## Problem requirements
Can you convert the lines below into a JSON list of strings, one string per line, skipping blank lines? Begin at the very first line and stop after the line that contains "<point>516,74</point>".

## Information given
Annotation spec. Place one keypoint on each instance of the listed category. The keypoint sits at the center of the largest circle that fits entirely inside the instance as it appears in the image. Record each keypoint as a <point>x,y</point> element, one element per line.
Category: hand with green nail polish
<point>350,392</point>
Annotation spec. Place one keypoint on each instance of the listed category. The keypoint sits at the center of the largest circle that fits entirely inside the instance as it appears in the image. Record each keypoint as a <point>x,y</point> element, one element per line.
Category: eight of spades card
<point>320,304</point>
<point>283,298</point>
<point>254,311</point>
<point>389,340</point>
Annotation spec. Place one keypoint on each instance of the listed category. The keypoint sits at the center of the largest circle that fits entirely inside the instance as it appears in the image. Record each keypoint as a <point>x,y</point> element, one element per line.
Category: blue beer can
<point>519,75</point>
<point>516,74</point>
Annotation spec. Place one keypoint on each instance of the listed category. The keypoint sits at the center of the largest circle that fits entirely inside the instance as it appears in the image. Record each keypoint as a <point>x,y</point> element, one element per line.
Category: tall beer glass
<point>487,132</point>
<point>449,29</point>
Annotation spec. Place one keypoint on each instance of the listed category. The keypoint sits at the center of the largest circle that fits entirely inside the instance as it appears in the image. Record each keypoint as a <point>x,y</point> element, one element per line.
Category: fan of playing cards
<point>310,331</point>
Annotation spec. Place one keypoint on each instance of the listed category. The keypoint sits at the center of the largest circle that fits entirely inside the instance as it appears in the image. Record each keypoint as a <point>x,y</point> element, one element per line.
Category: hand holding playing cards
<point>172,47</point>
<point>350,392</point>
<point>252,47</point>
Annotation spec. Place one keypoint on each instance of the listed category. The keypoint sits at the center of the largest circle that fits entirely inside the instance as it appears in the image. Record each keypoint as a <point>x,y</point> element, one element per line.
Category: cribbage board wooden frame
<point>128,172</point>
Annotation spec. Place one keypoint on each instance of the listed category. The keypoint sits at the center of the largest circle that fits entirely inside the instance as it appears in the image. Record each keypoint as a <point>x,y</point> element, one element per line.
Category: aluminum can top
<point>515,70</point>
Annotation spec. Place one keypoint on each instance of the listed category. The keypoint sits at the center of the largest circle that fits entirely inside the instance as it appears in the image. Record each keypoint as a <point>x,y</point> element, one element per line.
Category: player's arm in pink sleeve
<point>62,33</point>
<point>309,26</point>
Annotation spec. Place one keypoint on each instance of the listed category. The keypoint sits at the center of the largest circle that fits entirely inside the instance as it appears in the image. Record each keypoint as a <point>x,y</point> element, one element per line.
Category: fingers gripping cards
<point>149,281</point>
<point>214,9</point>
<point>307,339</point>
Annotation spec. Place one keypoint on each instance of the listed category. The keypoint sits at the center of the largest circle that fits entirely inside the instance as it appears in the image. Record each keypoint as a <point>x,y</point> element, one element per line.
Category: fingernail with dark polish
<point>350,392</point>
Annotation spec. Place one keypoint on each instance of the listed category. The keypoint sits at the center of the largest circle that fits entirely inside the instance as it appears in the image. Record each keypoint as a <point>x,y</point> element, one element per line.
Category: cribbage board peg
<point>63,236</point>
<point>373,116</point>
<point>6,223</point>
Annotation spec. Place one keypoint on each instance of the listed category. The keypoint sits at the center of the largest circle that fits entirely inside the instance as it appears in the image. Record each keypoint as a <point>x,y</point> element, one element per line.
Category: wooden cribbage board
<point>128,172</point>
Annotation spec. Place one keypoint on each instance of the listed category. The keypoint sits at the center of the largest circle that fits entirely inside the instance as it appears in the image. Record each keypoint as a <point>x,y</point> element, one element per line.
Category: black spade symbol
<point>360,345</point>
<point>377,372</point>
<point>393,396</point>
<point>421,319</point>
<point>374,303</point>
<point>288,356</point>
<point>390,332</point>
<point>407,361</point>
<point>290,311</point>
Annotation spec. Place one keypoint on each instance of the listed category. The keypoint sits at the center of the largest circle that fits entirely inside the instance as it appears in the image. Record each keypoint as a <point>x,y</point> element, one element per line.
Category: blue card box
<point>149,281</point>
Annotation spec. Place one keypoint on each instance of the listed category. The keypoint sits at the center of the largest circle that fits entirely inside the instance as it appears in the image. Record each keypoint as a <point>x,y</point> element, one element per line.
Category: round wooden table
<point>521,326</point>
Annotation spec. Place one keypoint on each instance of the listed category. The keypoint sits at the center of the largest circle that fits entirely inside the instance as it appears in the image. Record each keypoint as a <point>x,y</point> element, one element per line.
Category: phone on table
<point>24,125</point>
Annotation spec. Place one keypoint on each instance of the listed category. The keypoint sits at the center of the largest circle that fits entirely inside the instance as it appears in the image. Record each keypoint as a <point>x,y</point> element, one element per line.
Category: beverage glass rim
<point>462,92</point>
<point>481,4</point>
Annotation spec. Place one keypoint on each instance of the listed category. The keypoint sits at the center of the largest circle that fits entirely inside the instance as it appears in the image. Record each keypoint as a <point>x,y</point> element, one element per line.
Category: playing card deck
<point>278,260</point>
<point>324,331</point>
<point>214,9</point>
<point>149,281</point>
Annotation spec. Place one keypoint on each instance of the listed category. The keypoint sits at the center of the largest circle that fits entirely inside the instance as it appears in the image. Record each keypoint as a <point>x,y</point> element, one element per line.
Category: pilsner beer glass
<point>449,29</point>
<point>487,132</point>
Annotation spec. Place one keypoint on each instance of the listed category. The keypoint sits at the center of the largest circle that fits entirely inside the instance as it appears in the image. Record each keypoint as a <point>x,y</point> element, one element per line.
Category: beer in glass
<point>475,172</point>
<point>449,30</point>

## Exercise result
[
  "Annotation spec. Place one keypoint on each instance of the listed category. The keypoint sits at the center of the largest circle that fits entirely inside the instance as it appears in the image. Record each keypoint as a <point>x,y</point> element, one element per line.",
  "Category: hand with green nail polish",
  "<point>350,392</point>",
  "Annotation spec. Place one keypoint on each instance of the listed category. The keypoint sits at the center of the largest circle that fits entirely inside the instance as it appears in the image. Record each keypoint as a <point>x,y</point> element, one element per line.",
  "Category: eight of spades card",
  "<point>320,304</point>",
  "<point>283,298</point>",
  "<point>254,311</point>",
  "<point>389,340</point>",
  "Annotation spec. Place one keypoint on each instance of the listed category. The keypoint sits at the center of the largest circle that fits entirely inside the instance as it appears in the image. Record each keypoint as a <point>x,y</point> element, one element per line.",
  "Category: blue beer can",
  "<point>519,75</point>",
  "<point>516,74</point>"
]